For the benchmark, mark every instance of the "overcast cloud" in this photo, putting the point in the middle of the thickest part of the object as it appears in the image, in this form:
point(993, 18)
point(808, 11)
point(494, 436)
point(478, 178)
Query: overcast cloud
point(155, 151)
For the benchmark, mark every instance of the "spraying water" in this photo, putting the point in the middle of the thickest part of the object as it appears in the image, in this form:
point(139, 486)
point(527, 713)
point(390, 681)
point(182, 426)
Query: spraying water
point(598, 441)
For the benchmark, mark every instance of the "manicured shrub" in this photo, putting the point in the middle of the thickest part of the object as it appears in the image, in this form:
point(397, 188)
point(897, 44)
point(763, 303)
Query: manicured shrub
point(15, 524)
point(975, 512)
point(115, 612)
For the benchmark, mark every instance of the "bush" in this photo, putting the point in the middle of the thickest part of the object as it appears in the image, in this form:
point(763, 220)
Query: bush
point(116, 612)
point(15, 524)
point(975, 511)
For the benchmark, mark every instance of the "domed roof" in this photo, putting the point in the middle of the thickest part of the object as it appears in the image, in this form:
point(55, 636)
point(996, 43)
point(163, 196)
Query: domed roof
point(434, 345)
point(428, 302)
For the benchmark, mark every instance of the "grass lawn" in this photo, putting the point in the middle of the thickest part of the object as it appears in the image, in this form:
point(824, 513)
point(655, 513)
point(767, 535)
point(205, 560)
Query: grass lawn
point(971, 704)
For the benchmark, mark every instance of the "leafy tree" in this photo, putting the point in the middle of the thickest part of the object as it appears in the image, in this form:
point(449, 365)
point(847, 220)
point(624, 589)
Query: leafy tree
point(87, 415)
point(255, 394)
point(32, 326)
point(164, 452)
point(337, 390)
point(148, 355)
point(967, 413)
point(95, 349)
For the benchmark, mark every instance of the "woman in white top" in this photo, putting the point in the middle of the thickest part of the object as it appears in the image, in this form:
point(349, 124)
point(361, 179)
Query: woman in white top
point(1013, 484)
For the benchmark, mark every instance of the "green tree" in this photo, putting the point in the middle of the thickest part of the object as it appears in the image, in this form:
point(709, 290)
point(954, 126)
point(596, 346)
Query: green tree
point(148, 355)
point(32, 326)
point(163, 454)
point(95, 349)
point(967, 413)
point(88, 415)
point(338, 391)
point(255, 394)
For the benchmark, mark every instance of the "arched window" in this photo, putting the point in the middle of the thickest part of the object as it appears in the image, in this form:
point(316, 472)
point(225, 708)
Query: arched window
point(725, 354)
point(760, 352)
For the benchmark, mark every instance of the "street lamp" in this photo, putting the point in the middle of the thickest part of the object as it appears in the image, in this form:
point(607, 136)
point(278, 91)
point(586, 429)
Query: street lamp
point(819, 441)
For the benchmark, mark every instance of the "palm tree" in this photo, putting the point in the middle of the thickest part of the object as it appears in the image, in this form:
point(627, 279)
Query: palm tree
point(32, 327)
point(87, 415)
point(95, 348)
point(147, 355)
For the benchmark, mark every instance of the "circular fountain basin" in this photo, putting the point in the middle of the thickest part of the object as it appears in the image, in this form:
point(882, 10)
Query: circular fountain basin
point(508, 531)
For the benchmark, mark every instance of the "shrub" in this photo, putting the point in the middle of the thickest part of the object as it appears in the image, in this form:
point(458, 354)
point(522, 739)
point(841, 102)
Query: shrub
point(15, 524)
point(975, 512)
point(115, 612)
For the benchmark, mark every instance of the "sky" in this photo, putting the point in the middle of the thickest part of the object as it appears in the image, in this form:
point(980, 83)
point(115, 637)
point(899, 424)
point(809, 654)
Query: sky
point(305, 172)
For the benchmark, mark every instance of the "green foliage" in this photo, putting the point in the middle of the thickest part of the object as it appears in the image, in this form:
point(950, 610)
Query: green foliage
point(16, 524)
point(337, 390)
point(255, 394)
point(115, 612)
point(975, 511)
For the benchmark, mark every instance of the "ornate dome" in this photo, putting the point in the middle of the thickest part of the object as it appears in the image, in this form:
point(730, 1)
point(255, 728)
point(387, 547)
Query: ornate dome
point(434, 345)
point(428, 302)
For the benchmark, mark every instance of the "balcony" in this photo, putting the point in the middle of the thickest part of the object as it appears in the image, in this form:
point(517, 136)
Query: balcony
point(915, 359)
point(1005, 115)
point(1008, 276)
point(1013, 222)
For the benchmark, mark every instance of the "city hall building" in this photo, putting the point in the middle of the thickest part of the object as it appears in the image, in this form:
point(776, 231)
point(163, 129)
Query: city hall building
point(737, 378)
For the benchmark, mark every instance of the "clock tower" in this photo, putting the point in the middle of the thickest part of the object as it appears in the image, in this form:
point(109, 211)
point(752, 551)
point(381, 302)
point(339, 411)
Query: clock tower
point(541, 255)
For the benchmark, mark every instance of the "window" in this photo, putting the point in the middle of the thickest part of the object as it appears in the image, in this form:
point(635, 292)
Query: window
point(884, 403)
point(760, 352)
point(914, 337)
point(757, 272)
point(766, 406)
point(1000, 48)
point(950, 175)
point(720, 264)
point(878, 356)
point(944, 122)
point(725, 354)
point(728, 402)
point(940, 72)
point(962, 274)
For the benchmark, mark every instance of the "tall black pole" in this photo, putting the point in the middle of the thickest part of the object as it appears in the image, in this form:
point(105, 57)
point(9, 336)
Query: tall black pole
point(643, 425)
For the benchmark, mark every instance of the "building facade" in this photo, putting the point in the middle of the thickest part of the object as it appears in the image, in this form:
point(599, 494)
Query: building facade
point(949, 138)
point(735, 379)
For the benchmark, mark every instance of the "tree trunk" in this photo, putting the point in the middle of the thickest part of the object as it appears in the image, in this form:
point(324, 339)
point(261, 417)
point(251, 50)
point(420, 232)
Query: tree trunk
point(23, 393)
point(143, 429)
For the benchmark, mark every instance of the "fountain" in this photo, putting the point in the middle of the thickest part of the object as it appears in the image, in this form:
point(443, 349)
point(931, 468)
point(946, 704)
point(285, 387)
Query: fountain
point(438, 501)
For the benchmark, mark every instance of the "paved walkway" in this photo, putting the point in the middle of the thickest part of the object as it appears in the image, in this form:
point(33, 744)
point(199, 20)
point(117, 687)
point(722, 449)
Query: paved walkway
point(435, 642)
*****
From the data above, select every line that contains the string "black". The match is case-sensitive.

For the benchmark, mark every instance of the "tall black pole" in this photo, putting the point in the middle of the thickest part of the object as it appears in the image, in this form:
Query: tall black pole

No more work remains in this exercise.